EXERCISE GOAL:
Restate each line of the listing exactly, without carrying over any pictures.

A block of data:

○ ○ ○

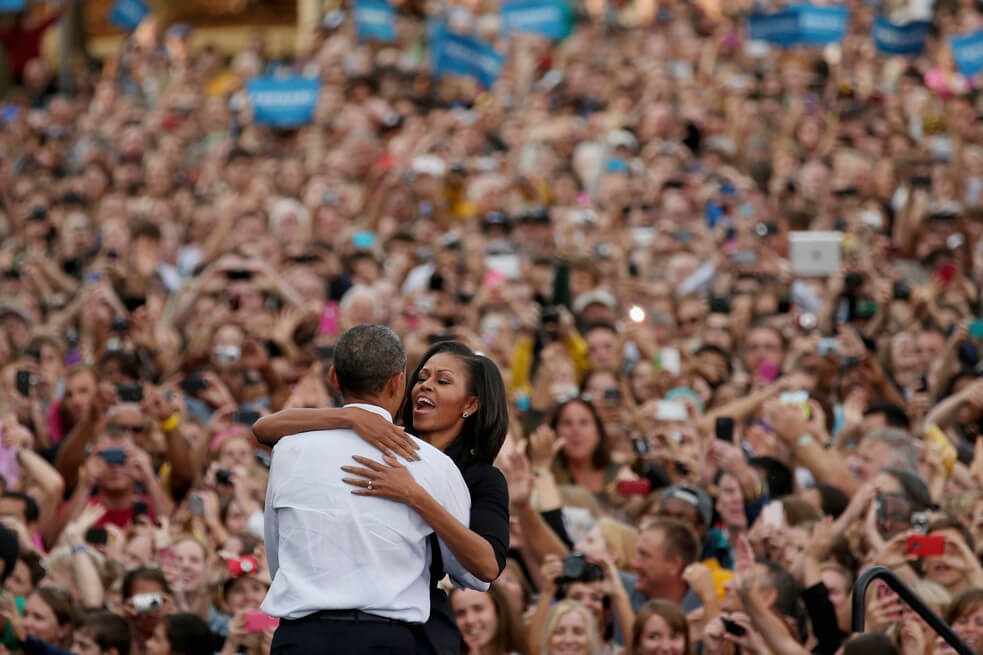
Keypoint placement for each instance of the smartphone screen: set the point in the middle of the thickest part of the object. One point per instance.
(768, 371)
(926, 545)
(725, 428)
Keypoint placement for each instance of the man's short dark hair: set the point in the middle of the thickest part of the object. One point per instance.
(188, 633)
(680, 540)
(786, 589)
(108, 630)
(366, 358)
(894, 416)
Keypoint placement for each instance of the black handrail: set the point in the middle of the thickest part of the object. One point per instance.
(908, 596)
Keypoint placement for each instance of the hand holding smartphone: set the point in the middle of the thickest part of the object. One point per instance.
(257, 621)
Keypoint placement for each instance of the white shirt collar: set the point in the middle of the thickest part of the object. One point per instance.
(375, 409)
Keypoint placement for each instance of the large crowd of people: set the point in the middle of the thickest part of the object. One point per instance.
(702, 446)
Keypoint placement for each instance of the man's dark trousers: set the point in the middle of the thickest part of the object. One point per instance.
(343, 633)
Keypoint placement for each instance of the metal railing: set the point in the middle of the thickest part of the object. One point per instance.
(909, 597)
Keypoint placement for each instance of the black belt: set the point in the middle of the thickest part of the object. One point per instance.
(349, 616)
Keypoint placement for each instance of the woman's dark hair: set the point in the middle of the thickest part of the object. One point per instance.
(870, 643)
(61, 606)
(601, 456)
(510, 637)
(188, 634)
(670, 613)
(950, 523)
(35, 565)
(966, 602)
(108, 630)
(484, 431)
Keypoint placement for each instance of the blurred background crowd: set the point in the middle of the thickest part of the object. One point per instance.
(717, 443)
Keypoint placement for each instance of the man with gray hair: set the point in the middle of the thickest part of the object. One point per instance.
(351, 572)
(884, 448)
(880, 448)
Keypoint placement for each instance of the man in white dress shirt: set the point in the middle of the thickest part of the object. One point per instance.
(351, 573)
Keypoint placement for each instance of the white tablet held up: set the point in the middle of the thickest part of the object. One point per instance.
(815, 254)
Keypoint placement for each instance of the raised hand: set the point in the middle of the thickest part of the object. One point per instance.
(76, 529)
(390, 480)
(544, 446)
(390, 439)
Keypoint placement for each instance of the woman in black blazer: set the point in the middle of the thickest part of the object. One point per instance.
(456, 401)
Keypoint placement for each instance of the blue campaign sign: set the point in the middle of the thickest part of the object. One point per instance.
(127, 14)
(801, 24)
(375, 20)
(287, 102)
(13, 5)
(893, 39)
(968, 53)
(781, 28)
(461, 55)
(822, 25)
(550, 18)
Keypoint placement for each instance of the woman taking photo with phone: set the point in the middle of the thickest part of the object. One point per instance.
(455, 400)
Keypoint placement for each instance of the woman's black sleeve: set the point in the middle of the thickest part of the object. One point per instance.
(490, 508)
(822, 615)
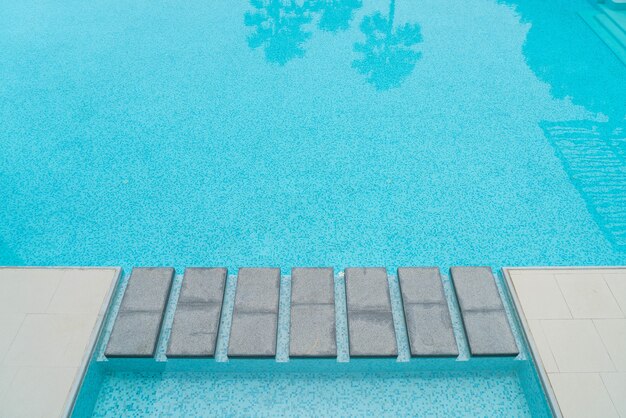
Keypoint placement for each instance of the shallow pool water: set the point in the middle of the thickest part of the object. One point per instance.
(309, 132)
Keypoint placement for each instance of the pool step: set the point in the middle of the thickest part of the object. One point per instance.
(426, 313)
(312, 327)
(255, 316)
(313, 315)
(198, 313)
(138, 323)
(370, 321)
(484, 318)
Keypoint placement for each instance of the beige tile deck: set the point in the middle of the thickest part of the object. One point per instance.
(576, 323)
(48, 321)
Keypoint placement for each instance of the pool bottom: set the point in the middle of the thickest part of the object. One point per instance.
(421, 387)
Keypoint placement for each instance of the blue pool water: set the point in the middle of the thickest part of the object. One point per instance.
(310, 132)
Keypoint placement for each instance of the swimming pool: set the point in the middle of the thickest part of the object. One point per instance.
(318, 133)
(136, 134)
(454, 386)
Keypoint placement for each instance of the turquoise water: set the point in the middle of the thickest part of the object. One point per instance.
(308, 133)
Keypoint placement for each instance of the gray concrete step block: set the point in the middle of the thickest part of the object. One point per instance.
(312, 285)
(198, 312)
(194, 330)
(135, 334)
(148, 289)
(312, 331)
(428, 322)
(475, 288)
(372, 334)
(253, 335)
(484, 318)
(421, 285)
(137, 326)
(257, 290)
(203, 285)
(489, 333)
(367, 289)
(430, 330)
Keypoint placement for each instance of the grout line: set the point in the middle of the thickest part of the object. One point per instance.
(558, 285)
(613, 294)
(223, 332)
(606, 350)
(56, 289)
(547, 345)
(608, 392)
(341, 320)
(283, 319)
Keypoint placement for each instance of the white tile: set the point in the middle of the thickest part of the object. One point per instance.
(28, 290)
(582, 395)
(51, 340)
(617, 284)
(615, 384)
(613, 334)
(588, 296)
(540, 295)
(545, 352)
(7, 373)
(81, 291)
(9, 326)
(38, 392)
(576, 346)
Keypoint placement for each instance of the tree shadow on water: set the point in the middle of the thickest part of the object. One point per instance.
(335, 15)
(282, 27)
(389, 55)
(279, 28)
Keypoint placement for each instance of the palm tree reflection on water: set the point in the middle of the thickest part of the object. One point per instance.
(282, 27)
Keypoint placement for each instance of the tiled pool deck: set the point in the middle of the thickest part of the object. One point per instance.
(49, 319)
(575, 320)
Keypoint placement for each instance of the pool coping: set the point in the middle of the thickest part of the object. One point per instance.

○ ○ ○

ANSWER TO THE TASK:
Keypoint placement for each instance of the smartphone screen: set the point in the middle of the thickest part of the object. One point per instance.
(768, 371)
(926, 545)
(725, 428)
Keypoint placement for each instance of the man's short dark hair: set the point in the middle of the thickest part of the object. One point per instance.
(188, 633)
(680, 540)
(786, 589)
(108, 630)
(366, 358)
(894, 416)
Keypoint placement for each instance of the black handrail: set the point in the middle of the thickest part of the object. One point per instance.
(908, 596)
Keypoint placement for each instance of the hand holding smartphone: set the point in the middle of the thickest part of the object. One point per instance.
(257, 621)
Keypoint placement for each instance of the white shirt collar: set the point in the middle of the thickest part of the object. One point per instance.
(375, 409)
Keypoint placement for each instance of the large crowd of people: set the point in the middle of the thickest part of the object. One point per instance.
(702, 446)
Keypoint placement for each instance of the man's dark trousers: set the point in the middle of the thickest part of the object. One point per instance.
(343, 633)
Keypoint placement for each instance of the metal railing: set the point in the middle of the thickest part of the object. One point per instance.
(909, 597)
Keypoint placement for each instance of the black belt: set the point in the middle of the thickest part of the object. One point per instance.
(349, 616)
Keypoint placement for each instance of the woman's dark hair: set the point in the middle of the thickest part of the object. One point per instance.
(870, 643)
(61, 606)
(601, 456)
(510, 637)
(188, 634)
(670, 613)
(950, 523)
(35, 565)
(966, 602)
(108, 630)
(484, 431)
Keypoint placement for each instance of the blurred background crowd: set the point in the middle of the thickest part of the object. One point per instance.
(717, 443)
Keypoint placement for each instance of the man with gray hair: set the point in the middle of the thickest part of the object. One point per instance.
(351, 572)
(884, 448)
(880, 448)
Keypoint placement for each instance of the man in white dress shirt: set the point in the middle of the thickest part of the object. One point per instance.
(351, 573)
Keypoint placement for each instance of the white tablet held up: set the point in the middle of the thickest part of the object. One point per instance.
(815, 254)
Keypoint placement for each instance of the raised hand: set the point in the middle of the thickest part of the object. One point per instance.
(76, 529)
(390, 480)
(544, 446)
(390, 439)
Keypoint placement for each instance of the woman in black blazer: set the point in the middle of the thickest part of the object. One point per instance.
(456, 401)
Keypoint placement for each instance of the blue campaign sign: set the point in the middle of the thickest part of the object. One point per instance.
(127, 14)
(801, 24)
(375, 20)
(287, 102)
(13, 5)
(893, 39)
(968, 53)
(781, 28)
(461, 55)
(822, 25)
(550, 18)
Keypoint placement for each instance of the woman taking photo with phone: set the point in the middle of the thickest part of the object. One point per instance.
(455, 400)
Keypoint placement for each instance of the woman's black sleeve: set the point in the middle of the thickest part of the object. One point per instance.
(490, 508)
(822, 615)
Keypoint placement for each instance of the shallow pool water: set the point in the middle of the thickest part of the object. One point per instance.
(309, 132)
Keypoint placement for each instance of the pool step: set the point in the middle of the thickest part of the object. One point per instance.
(426, 313)
(312, 327)
(255, 316)
(313, 315)
(198, 313)
(138, 323)
(370, 321)
(484, 318)
Keypoint placement for each instance of the beige tile deck: set the point in the middle of the thickest part of the object. One point per instance.
(576, 323)
(48, 321)
Keypoint placement for each instance of the pool bottom: set the point in the middle of the thickest part of the object. One point per instance.
(421, 387)
Keypoint placement for each instance of the blue pool water: set the point in the middle of the thickest part of the object. One point per instance.
(310, 132)
Keypoint placement for each instance of the swimming pool: set the point in the middle of the thickest part of the object. One point per instance.
(318, 133)
(136, 134)
(454, 386)
Keypoint placement for each instance of the turquoise water: set the point in the middle of the thickest part of the object. One point per instance.
(308, 133)
Keypoint placement for each instance of the gray concrete step block: set the point in the middle of the thickest part of the object. One point per instance.
(312, 285)
(198, 312)
(194, 330)
(135, 334)
(148, 289)
(312, 331)
(428, 322)
(475, 288)
(372, 334)
(253, 335)
(484, 318)
(421, 285)
(137, 326)
(257, 290)
(203, 285)
(489, 333)
(367, 289)
(430, 330)
Keypoint placement for each instance of the grout line: set the point in the middle of the thickest part of the object. One point per instance.
(558, 285)
(613, 294)
(223, 332)
(606, 350)
(56, 289)
(547, 345)
(608, 392)
(341, 320)
(283, 319)
Keypoint placement for each instance of the white tile: set the point in the middle of the thickest part of the object. One point per instance.
(28, 290)
(582, 395)
(51, 340)
(617, 284)
(615, 384)
(613, 334)
(588, 296)
(540, 295)
(545, 352)
(7, 373)
(81, 291)
(9, 326)
(38, 392)
(576, 346)
Keypoint placement for each instance of the tree shadow on water: set the point in the middle of the thickest part of the object. One point per instance.
(335, 15)
(282, 27)
(389, 55)
(279, 28)
Keypoint placement for each instance of the palm tree reflection on water: set the point in the middle of the thickest part of the object. One point per instance.
(282, 27)
Keypoint placement for each instance of the tiled pool deck: set the point in the middle of the thickest part of the object. One point per instance.
(49, 319)
(575, 320)
Keypoint placement for each instance of the pool coping: set the point in the middle of the thickest part of the object. One point per instance.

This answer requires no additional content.